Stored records
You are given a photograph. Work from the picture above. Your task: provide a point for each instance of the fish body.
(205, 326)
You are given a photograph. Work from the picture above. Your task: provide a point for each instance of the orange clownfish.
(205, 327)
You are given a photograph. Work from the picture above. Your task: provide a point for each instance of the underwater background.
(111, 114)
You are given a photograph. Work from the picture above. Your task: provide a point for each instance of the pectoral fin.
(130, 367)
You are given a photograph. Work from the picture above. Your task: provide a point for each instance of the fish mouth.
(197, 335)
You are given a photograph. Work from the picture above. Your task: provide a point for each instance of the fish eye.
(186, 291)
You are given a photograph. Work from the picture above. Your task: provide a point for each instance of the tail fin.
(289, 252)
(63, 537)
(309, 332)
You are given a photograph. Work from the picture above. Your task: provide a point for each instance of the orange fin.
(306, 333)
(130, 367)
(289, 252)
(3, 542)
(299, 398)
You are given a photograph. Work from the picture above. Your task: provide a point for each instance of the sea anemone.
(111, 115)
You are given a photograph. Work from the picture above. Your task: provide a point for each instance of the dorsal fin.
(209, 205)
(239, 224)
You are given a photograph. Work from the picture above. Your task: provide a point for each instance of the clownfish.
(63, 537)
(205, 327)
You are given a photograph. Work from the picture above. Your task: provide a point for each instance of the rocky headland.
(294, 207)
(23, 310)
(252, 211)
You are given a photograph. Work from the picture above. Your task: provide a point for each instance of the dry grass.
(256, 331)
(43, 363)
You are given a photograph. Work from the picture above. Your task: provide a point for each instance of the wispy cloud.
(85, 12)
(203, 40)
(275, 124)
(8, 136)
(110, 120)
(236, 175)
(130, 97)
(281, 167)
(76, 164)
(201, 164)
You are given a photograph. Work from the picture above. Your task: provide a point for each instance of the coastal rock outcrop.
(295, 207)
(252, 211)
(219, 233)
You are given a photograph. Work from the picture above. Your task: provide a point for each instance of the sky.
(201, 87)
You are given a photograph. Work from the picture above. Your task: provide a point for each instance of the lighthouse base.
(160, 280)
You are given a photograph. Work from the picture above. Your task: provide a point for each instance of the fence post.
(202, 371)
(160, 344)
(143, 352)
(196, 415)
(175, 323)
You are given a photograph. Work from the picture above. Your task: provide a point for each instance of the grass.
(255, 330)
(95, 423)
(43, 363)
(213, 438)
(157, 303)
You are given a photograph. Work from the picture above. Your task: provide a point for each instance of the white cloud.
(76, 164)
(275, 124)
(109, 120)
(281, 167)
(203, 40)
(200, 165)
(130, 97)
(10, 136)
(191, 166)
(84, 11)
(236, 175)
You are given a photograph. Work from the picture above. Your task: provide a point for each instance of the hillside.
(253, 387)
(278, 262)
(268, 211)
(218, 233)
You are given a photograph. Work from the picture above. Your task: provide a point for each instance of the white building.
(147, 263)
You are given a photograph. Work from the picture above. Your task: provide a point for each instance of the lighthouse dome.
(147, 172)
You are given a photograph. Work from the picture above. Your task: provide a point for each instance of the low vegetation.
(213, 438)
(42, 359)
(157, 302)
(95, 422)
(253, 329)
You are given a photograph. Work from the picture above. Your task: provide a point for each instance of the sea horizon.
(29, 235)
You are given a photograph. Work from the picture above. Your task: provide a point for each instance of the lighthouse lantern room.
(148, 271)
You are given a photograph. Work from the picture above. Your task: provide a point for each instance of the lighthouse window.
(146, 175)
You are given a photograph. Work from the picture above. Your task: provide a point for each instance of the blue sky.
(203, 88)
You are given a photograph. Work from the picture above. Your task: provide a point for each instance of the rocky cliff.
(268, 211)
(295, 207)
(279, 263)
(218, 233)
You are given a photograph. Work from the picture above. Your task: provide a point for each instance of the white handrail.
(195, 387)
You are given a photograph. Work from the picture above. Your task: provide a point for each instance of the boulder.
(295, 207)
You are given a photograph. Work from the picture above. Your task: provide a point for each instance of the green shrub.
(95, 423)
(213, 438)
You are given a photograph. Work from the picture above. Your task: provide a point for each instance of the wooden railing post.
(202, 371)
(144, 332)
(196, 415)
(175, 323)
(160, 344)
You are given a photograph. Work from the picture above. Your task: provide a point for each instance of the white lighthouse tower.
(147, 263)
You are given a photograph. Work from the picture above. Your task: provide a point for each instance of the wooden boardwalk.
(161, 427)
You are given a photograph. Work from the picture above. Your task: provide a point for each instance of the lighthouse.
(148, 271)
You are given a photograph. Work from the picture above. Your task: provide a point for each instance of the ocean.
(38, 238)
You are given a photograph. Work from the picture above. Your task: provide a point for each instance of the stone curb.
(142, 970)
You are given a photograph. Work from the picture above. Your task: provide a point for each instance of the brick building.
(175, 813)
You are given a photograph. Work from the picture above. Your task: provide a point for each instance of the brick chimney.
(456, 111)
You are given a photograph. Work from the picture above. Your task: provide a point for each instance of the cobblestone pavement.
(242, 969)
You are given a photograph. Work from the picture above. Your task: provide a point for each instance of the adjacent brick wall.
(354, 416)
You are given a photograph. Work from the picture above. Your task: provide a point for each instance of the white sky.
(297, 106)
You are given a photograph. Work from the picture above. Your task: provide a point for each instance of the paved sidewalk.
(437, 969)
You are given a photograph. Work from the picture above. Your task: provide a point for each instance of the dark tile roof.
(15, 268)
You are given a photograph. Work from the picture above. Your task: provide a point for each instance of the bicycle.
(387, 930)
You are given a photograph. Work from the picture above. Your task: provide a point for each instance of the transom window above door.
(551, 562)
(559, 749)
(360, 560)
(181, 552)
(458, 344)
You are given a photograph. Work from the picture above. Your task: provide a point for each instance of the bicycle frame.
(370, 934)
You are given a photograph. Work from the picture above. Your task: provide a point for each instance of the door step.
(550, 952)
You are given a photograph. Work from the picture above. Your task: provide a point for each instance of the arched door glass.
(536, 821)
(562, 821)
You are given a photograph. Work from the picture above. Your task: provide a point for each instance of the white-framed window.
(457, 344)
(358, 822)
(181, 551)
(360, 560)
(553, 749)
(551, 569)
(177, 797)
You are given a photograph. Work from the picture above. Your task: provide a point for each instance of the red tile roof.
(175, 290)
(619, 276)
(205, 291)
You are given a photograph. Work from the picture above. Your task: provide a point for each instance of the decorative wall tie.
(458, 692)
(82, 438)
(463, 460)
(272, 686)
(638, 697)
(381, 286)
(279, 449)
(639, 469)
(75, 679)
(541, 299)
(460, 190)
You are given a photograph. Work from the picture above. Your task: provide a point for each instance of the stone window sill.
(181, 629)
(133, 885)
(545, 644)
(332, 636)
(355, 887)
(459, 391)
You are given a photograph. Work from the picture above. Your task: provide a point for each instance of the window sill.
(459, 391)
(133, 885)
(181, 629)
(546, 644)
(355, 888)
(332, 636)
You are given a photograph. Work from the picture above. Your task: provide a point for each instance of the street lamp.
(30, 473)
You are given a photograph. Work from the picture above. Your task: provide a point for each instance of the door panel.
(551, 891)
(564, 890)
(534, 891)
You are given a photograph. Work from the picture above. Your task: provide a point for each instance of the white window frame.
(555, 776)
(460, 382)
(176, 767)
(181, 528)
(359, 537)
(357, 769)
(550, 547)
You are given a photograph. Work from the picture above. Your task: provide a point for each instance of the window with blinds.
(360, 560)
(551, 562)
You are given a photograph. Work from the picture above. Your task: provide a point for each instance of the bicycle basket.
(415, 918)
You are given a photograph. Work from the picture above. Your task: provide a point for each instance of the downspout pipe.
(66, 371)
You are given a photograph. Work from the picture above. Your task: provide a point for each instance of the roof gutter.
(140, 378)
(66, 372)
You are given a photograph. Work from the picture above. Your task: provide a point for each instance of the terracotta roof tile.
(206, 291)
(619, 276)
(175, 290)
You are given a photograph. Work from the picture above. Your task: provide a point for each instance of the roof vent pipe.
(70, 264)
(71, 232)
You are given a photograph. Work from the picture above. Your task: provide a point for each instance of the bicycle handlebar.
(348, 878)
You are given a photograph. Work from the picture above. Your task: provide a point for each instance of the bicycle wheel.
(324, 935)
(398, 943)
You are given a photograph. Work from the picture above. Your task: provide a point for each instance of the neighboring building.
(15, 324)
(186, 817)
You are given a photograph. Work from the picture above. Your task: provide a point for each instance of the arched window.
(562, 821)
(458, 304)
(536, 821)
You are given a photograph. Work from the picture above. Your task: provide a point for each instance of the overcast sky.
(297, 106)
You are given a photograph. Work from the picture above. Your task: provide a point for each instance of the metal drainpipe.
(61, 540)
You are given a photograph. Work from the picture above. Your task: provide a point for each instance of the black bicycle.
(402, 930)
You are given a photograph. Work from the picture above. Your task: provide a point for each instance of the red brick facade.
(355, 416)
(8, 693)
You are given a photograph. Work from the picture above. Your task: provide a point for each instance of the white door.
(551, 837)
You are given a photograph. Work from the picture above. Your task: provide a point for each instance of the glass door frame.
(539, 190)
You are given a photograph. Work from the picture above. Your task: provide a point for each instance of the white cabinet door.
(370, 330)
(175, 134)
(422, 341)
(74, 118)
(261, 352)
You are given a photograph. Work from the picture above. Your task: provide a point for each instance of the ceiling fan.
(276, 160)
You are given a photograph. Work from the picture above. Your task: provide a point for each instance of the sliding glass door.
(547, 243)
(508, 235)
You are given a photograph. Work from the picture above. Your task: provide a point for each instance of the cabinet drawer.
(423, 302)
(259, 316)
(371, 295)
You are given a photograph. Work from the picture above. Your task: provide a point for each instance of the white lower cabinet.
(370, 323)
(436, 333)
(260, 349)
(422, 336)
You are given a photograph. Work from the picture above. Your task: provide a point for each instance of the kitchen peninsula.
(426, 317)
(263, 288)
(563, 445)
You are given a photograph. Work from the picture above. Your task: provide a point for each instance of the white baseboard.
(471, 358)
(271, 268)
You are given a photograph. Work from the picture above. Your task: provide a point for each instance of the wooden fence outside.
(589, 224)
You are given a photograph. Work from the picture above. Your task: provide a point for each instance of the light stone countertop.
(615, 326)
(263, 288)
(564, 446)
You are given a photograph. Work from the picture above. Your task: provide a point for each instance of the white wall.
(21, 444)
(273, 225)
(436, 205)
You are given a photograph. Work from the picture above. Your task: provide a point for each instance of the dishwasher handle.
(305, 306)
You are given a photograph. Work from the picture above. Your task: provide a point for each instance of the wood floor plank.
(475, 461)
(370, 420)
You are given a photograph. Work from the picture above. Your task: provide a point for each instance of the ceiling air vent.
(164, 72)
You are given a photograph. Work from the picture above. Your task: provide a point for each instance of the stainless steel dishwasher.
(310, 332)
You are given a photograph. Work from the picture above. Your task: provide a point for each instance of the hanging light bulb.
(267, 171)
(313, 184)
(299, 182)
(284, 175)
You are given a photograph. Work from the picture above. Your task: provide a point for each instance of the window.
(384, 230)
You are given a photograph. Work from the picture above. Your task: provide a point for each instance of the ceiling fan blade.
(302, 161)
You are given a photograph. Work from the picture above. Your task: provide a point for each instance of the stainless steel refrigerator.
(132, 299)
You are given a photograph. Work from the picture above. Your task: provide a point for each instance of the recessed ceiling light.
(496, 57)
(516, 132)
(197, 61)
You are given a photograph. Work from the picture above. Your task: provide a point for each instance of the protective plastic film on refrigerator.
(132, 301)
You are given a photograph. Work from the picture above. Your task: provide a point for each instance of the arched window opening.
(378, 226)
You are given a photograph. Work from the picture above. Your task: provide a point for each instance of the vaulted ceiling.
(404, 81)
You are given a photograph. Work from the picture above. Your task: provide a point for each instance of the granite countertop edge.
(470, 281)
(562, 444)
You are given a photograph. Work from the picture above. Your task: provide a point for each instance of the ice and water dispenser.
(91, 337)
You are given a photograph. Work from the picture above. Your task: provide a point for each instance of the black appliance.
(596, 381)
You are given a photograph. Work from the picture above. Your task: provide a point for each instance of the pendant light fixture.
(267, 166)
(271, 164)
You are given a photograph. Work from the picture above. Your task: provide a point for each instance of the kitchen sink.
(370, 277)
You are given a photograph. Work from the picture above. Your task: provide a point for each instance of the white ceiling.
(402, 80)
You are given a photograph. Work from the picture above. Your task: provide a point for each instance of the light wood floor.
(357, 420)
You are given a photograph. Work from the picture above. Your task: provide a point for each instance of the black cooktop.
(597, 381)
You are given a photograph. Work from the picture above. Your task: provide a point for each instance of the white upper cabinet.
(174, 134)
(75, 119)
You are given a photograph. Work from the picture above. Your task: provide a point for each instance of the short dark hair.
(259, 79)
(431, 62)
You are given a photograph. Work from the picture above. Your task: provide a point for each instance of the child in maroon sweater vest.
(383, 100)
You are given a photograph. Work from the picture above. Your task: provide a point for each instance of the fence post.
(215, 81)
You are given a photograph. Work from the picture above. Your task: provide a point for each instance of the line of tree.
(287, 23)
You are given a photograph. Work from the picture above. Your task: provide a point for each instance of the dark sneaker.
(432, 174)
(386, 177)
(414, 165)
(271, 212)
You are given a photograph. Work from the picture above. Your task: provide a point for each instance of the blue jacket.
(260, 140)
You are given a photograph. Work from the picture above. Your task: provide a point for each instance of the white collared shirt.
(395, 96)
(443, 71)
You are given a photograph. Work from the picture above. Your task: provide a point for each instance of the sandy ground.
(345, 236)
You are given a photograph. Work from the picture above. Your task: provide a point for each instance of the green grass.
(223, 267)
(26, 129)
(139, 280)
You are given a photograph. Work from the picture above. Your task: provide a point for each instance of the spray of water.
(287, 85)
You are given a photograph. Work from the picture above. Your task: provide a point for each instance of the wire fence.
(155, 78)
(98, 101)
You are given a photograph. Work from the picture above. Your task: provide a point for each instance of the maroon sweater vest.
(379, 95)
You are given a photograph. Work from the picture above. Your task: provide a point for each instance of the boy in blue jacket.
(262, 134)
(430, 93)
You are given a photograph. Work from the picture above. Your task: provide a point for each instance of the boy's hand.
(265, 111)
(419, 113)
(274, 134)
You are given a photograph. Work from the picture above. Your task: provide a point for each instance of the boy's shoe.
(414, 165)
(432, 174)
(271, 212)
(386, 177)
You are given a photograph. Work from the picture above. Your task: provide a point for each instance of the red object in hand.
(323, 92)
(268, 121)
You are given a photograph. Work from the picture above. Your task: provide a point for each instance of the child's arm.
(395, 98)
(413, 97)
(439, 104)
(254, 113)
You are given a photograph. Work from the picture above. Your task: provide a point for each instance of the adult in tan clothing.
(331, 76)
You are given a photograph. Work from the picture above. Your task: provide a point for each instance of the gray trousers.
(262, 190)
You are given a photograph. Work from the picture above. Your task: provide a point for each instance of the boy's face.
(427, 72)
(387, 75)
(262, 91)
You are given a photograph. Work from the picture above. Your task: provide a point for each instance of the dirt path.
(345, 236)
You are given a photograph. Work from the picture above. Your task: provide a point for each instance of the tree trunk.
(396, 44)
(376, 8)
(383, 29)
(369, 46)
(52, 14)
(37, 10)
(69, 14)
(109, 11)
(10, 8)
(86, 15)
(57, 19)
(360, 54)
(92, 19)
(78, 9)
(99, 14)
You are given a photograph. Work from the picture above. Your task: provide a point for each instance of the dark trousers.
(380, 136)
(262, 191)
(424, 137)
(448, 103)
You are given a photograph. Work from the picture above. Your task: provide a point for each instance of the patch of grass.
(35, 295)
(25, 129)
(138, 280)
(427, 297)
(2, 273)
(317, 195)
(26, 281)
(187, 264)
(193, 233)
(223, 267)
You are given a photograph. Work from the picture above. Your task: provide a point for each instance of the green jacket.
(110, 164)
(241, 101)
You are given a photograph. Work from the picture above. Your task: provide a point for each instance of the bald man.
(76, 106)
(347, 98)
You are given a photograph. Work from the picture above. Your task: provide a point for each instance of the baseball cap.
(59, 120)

• WHAT IS NEEDED:
Write out once more the lines above beginning at the line with "the green jacket."; continue through the final line and stop there.

• TASK ANSWER:
You are given a photograph. Work from the picture above. Your task: provide a point for each instance of the green jacket.
(110, 164)
(241, 101)
You are given a photograph. Work from the picture above. Your task: provide a point for each instance of the bald man.
(76, 106)
(347, 98)
You are given a photograph. Work from the picture above. Your task: provide a point for each instance of the baseball cap.
(59, 120)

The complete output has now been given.